## BEGIN Data for this exercise

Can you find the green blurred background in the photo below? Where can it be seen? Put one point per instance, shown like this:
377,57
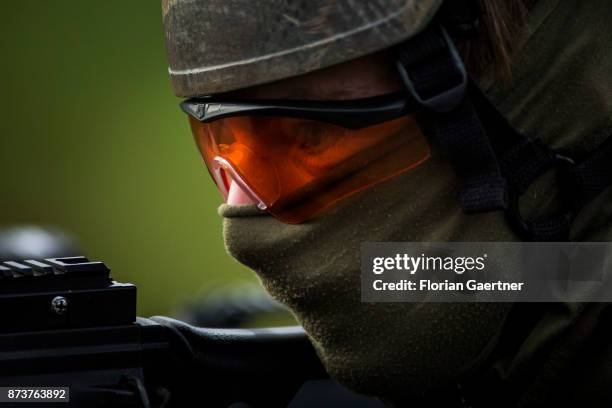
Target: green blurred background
93,141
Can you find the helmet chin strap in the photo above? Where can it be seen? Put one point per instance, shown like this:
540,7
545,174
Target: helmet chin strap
494,162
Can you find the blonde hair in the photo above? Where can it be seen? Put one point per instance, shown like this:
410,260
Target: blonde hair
503,26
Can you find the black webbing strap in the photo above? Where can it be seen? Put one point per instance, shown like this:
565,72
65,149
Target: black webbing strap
494,162
522,160
591,176
435,76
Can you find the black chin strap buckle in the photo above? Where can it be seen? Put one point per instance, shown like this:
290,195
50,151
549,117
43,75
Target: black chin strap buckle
431,89
552,227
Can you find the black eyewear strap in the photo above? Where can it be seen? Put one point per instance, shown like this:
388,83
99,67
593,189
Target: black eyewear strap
352,114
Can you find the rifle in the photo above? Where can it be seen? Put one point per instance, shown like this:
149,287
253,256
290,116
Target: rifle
67,323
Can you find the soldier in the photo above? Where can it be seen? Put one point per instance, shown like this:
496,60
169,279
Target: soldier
328,123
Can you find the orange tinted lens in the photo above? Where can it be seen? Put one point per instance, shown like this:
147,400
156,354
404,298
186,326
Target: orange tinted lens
299,167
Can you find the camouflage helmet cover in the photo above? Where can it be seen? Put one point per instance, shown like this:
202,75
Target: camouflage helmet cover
221,45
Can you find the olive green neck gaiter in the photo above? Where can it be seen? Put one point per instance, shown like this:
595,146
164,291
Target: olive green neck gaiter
561,94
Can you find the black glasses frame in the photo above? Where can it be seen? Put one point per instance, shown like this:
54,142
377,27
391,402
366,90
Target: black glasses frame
352,114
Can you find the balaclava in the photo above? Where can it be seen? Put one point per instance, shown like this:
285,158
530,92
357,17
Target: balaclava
562,94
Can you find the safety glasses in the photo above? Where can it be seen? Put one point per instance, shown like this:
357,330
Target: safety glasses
298,158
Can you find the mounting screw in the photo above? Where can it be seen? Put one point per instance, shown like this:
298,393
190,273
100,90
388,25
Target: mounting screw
59,305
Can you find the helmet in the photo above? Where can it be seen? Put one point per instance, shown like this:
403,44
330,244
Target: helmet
275,39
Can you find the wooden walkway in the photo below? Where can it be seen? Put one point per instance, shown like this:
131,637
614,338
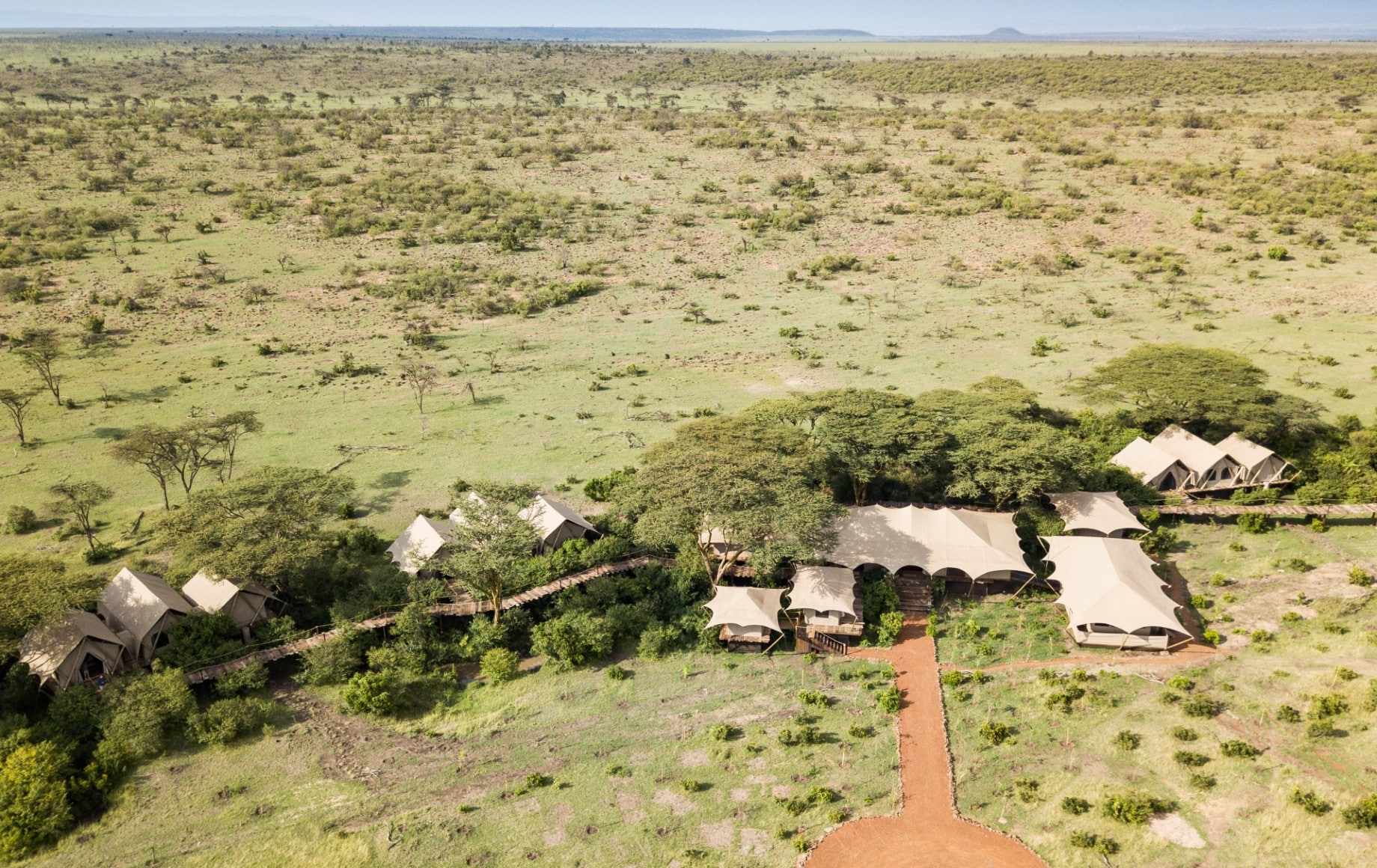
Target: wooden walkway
467,607
1270,509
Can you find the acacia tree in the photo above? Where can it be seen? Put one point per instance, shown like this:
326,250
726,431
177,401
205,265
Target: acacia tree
489,543
77,499
726,486
39,349
17,404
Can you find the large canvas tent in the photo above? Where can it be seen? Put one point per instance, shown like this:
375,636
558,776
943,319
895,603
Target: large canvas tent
938,542
1110,593
1153,466
1209,466
824,594
1095,514
1257,463
73,650
745,614
248,604
139,608
423,540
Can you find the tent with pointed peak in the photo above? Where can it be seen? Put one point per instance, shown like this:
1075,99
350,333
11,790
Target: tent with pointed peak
1209,466
1096,513
1260,466
1153,466
423,540
935,540
1110,593
72,650
139,608
248,604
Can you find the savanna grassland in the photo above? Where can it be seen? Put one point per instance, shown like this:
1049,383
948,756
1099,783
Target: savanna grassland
577,248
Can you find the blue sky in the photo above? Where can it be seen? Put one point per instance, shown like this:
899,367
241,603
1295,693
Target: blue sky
888,17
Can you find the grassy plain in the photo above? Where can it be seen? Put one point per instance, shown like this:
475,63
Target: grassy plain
451,786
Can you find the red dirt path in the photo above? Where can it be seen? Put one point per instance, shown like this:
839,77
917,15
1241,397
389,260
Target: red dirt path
927,833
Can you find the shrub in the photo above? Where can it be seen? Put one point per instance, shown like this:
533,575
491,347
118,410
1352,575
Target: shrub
1362,815
890,699
1239,750
1135,807
230,718
1310,802
19,520
1255,522
370,694
996,733
1201,706
252,676
573,638
1075,807
499,666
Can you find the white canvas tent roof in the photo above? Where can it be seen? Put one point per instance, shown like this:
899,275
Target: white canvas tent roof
137,602
1254,458
1197,453
55,651
421,539
1110,581
977,543
745,607
1102,512
824,589
245,604
1149,462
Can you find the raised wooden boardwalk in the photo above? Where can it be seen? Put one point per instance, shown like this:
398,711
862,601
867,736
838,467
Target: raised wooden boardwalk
467,607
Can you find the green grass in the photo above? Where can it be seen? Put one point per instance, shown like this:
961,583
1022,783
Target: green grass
452,783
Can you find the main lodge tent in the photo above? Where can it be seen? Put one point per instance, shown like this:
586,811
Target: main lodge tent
745,614
72,650
1209,466
1095,514
248,604
1153,466
1257,463
938,542
139,608
1110,593
421,540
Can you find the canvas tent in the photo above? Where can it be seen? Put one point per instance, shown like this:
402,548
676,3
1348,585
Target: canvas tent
73,650
421,540
555,522
1209,466
1260,466
249,604
1095,514
1153,466
824,594
938,542
1110,593
745,614
139,608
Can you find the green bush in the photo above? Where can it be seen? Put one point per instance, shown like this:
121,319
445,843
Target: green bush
21,520
499,666
230,718
34,799
1310,802
370,694
1135,807
573,638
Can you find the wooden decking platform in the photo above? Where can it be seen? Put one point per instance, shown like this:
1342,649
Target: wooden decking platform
465,607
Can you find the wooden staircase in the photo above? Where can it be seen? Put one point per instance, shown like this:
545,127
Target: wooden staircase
915,593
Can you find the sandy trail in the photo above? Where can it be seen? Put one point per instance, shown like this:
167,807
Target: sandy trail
927,833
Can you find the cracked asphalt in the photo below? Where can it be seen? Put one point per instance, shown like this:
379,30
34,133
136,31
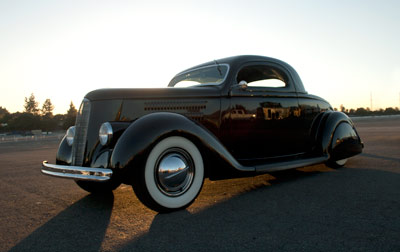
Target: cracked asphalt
355,208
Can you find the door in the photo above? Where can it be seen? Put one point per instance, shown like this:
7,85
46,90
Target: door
264,114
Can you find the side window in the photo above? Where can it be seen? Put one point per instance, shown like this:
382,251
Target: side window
262,76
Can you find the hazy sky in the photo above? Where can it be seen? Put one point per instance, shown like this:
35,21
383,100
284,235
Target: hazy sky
344,51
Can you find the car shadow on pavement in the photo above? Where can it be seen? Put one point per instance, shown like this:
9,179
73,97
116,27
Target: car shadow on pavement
80,227
301,211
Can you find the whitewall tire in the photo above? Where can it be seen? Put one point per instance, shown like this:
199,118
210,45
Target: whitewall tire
172,176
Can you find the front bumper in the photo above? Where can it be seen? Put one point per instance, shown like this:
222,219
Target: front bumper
76,172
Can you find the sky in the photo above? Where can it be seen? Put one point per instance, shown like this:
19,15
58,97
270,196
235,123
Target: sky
344,51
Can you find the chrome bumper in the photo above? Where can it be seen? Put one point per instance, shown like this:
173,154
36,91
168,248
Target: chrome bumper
76,172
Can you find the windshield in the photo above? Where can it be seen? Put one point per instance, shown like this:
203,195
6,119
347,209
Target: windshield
208,75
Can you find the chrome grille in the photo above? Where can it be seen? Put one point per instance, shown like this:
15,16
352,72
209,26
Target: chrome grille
81,127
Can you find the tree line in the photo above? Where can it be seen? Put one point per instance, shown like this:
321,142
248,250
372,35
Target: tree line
35,118
368,112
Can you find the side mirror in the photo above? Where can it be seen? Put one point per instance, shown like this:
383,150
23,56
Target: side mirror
242,85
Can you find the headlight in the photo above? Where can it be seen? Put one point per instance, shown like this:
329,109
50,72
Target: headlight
70,135
105,133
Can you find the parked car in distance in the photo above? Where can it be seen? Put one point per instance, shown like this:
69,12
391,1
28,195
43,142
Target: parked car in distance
233,117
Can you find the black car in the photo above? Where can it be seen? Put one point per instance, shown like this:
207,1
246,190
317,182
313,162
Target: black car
233,117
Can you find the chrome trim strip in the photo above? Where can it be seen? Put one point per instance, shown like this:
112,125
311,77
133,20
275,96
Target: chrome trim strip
76,172
207,66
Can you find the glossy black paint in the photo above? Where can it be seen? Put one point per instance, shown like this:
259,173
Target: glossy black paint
238,130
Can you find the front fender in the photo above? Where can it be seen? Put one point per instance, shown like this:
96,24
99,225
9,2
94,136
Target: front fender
339,138
134,145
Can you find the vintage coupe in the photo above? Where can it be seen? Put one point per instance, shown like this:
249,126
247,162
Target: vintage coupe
233,117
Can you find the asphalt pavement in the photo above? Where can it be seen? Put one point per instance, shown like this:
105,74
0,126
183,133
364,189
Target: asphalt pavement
355,208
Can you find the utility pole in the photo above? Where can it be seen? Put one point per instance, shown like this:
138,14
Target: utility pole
371,101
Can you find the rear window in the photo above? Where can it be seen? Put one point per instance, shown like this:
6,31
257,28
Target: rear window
203,76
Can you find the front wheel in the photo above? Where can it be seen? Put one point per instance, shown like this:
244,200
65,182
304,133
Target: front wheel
172,176
98,187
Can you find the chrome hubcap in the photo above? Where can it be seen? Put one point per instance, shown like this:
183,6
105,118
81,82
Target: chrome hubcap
174,172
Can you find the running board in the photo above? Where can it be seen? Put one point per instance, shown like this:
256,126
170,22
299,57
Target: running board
291,164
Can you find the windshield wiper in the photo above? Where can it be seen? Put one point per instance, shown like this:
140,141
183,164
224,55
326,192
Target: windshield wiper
218,67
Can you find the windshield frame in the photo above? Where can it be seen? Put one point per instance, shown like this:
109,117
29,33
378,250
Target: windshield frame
171,84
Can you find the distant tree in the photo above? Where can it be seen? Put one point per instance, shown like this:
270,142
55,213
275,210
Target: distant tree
47,108
31,105
24,122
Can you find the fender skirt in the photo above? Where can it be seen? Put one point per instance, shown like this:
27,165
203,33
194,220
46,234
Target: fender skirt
339,138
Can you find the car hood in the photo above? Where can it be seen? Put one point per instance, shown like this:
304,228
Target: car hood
152,93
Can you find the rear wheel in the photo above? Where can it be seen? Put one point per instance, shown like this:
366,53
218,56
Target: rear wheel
337,163
172,176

## END Data for this exercise

(Stated exercise)
Only the lines from the one that contains "Can you find the distant" through the last line should be repeated, each exactly as it stands, with both ends included.

(Exercise output)
Can you find the distant tree in the photo above? Where can it be seen? Put one point per instance, shown like this:
270,142
55,213
275,210
Target: distant tree
47,108
31,105
24,122
Can you find the fender skirt in the photo above? Where can it be seen? Put one point per instance, shown like this:
27,165
203,33
194,220
46,234
Target: fender skirt
339,138
Can you find the car hood in the photo above? Where can it be seen? Put one point per instance, shown like this:
304,228
Target: car hood
152,93
Can you find the rear wheel in the photo above? Where can it be seen? Put one point per instance, shown like this:
366,53
218,56
Target: rear wheel
337,163
172,176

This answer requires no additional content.